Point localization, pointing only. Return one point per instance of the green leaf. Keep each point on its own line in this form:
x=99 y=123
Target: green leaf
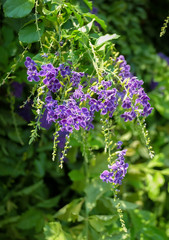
x=94 y=190
x=30 y=189
x=86 y=28
x=54 y=231
x=93 y=16
x=70 y=212
x=29 y=34
x=101 y=40
x=88 y=3
x=154 y=182
x=76 y=175
x=49 y=203
x=18 y=8
x=31 y=218
x=9 y=220
x=98 y=222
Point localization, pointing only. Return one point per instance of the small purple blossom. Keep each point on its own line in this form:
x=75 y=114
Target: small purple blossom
x=118 y=170
x=119 y=144
x=106 y=176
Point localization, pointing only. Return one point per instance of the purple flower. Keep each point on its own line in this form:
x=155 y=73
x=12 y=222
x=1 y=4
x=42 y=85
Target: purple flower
x=118 y=169
x=119 y=143
x=126 y=103
x=30 y=64
x=106 y=176
x=94 y=105
x=17 y=89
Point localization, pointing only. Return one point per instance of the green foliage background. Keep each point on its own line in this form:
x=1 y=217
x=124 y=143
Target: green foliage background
x=40 y=201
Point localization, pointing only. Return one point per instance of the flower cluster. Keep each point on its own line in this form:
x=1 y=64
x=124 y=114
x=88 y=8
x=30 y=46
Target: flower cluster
x=72 y=99
x=117 y=171
x=69 y=115
x=32 y=72
x=133 y=95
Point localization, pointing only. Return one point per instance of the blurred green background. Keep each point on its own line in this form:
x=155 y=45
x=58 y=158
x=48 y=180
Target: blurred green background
x=34 y=192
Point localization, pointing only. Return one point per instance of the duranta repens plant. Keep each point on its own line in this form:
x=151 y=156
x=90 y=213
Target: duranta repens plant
x=78 y=80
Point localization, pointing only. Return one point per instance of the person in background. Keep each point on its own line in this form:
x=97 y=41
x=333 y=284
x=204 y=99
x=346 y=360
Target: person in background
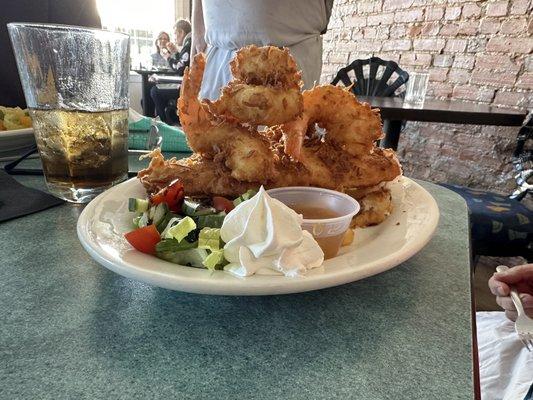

# Exercise task:
Update the records from the line containing "of the duranta" through the end of the records by changing "person in background" to "person in foreground" and keeping everything else the same. Leave the pictures out of your answer.

# Result of this task:
Point localization, pointing only. Return one point per instance of the duranta repens plant. Keep each point on its own line in this form:
x=151 y=156
x=90 y=213
Target: duranta repens plant
x=78 y=80
Point localization, pointing only. Return one point per instance of the person in foreground. Keep each point on its own line in this form:
x=97 y=41
x=333 y=284
x=204 y=99
x=346 y=360
Target: person in foreground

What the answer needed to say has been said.